## What you are asked to do
Copy the part of the essay on psychedelic parenting starting with "Joseph Dana" and going on through "you approach it.".

## Quoted passage
— Begin —

The Age of Psychedelic Parenting

Joseph Dana
9 min readJul 7, 2022
God the Father with Four Angels. Jacopo Zanguidi, 1569. The Met Collection

When we talk and think about psychedelic parenting, we are really speaking about the parent’s personal growth. There is no special trick here. It’s tough and slow work. We see ourselves and our internal psychologies through our children and our parenting. Whether we choose to do anything with that insight is a matter of personal choice. But the material is there, and psychedelics have the power to help us dive deeper or decline further depending on how you approach it.

I had my first psychedelic experience a couple of months after my 40th birthday. Growing up I was always afraid of psychedelics even though they were prevalent and popular at my East Coast private school. My ego, that wily animal, established itself early in my life as a coping mechanism to deal with the gravity of my parents’ divorce, the departure of my father, and my mother’s lifelong depression. The sensitive, curious, and empathic feelings that typify a child’s existence were suppressed as my ego took center stage. Nothing much changed as I grew older and so the prospect of experimentation with psychedelic drugs didn’t sit well with me (or my ego).

— End —

## Saved entries
— Begin —

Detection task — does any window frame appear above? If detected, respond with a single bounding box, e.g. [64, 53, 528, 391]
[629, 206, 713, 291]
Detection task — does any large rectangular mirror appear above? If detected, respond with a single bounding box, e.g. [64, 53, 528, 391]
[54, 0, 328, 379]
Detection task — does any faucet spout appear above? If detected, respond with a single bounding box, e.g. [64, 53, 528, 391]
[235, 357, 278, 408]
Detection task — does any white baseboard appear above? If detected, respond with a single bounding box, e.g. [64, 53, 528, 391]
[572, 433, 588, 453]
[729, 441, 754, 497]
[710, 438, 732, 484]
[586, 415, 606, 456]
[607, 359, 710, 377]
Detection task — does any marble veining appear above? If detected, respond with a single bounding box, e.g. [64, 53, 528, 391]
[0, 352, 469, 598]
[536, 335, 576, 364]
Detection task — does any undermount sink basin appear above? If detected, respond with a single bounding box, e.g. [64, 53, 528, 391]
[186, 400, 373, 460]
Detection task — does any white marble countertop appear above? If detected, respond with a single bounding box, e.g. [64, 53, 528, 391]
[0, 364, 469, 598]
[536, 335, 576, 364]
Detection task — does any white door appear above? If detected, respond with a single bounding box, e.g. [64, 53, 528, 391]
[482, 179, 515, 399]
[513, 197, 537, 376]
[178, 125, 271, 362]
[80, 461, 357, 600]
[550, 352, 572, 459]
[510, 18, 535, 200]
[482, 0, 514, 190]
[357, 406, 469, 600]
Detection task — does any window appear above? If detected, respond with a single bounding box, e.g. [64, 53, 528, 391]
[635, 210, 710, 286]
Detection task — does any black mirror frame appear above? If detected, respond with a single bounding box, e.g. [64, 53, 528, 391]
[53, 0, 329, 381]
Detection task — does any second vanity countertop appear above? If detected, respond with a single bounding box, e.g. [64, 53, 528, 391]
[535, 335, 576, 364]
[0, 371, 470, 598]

— End —

## Problem solution
Joseph Dana
9 min readJul 7, 2022
God the Father with Four Angels. Jacopo Zanguidi, 1569. The Met Collection

When we talk and think about psychedelic parenting, we are really speaking about the parent’s personal growth. There is no special trick here. It’s tough and slow work. We see ourselves and our internal psychologies through our children and our parenting. Whether we choose to do anything with that insight is a matter of personal choice. But the material is there, and psychedelics have the power to help us dive deeper or decline further depending on how you approach it.